* _Work to do_
Put every line of the data below into a numbered list, leaving out any blank lines.

Object position labeling entries:

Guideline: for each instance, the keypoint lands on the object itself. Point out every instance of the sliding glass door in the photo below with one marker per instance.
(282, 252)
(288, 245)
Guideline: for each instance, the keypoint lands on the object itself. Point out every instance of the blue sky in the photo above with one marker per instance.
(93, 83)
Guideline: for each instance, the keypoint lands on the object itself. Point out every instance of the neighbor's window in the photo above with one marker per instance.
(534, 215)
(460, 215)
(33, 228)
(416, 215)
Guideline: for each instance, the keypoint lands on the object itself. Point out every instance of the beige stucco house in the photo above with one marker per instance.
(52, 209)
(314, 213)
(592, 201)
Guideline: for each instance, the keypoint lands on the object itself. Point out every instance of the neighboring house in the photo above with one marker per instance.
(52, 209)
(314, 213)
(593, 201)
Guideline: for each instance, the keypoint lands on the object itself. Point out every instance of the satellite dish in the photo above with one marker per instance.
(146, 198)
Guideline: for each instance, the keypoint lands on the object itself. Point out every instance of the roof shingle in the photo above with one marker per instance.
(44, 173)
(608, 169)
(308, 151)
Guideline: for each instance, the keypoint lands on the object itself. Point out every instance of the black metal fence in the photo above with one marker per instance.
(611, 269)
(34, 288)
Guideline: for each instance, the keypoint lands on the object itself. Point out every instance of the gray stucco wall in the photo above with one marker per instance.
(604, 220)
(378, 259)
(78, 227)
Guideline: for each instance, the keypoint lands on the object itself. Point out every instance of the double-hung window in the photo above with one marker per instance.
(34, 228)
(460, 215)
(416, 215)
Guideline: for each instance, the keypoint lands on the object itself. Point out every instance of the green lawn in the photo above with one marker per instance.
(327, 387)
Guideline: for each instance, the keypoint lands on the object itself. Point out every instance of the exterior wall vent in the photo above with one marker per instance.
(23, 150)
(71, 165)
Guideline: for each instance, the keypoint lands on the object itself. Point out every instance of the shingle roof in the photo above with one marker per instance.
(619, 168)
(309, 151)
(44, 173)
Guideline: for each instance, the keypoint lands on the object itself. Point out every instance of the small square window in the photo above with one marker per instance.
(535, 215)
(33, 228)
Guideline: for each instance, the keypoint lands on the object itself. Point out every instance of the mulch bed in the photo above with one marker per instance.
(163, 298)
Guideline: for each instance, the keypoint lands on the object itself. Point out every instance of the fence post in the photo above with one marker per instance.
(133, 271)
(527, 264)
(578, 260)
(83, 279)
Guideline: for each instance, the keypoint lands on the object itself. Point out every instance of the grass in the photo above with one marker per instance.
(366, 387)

* _Solution to the exercise_
1. Guideline: for each instance, the keypoint lands on the object itself. Point out every instance of the sliding glass door in the photo below with one marker per instance.
2. (282, 252)
3. (288, 245)
4. Guideline: for each instance, the keypoint lands on the object itself. Point out every instance of the blue sky in the photo above with one marker per instance.
5. (93, 83)
6. Guideline: for each instance, the keypoint lands on the object itself. Point out every instance of the neighbor's window in the photo above with one marker per instance.
7. (534, 215)
8. (460, 215)
9. (33, 228)
10. (416, 215)
11. Guideline: for each instance, the keypoint lands on the object itself. Point out every instance of the beige stucco house in the photo above with one marker per instance.
12. (52, 209)
13. (314, 213)
14. (592, 201)
15. Guideline: for each instance, the keypoint lands on the object itself. Point out every instance of the neighboring house in the photo above with one marker per instance.
16. (52, 209)
17. (314, 213)
18. (593, 201)
19. Guideline: for each instance, the keypoint lands on the object itself. Point out every instance of the satellite dish in the photo above with one marker per instance.
20. (146, 198)
21. Guideline: for each instance, the keypoint lands on the object itself. Point out every instance of the roof shingle in the photo above with one marker per instance.
22. (44, 173)
23. (608, 169)
24. (308, 151)
25. Guideline: for each instance, the keypoint lands on the object itself. Point out every instance of the black metal fence in the photo above with one marker per instance.
26. (611, 269)
27. (34, 288)
28. Guideline: for each instance, the keypoint lands on the object itself. Point out every instance of the gray stucco wall in the photo above with one marker per instance.
29. (604, 220)
30. (378, 259)
31. (78, 227)
32. Guideline: for each instance, the keypoint lands on the object itself. Point out every instance of the double-hung window in the photo above with one marker per instance.
33. (34, 228)
34. (460, 215)
35. (416, 215)
36. Guideline: for each instance, the keypoint lands on the object itself. Point out every instance of the green lawn in the photo above with one marker per instance.
37. (327, 387)
38. Guideline: for each instance, the keypoint lands on the object itself. Point out every instance of the exterior wall vent in the photo above with one marker per instance.
39. (23, 150)
40. (71, 165)
41. Guideline: for each instance, the keypoint lands on the object itself. Point out every instance of the shingle roof in the photo above with one marker per instance.
42. (619, 168)
43. (309, 151)
44. (44, 173)
45. Guideline: for each instance, the keypoint lands on the object itself. Point out every instance of the small square window in the photo above with one marker per instance.
46. (535, 215)
47. (33, 228)
48. Guideline: for each instance, the keypoint lands on the object itself. Point out every instance of the mulch bed in the photo above with one marker per instance.
49. (163, 298)
50. Guideline: for each instance, the keypoint lands on the object itself. Point out every instance of the fence post in the photo above with one marker per instance.
51. (133, 271)
52. (527, 264)
53. (578, 260)
54. (83, 279)
55. Guideline: for each instance, the keypoint lands on the object itself. Point out every instance of the grass in the photo above with one marker per instance.
56. (366, 387)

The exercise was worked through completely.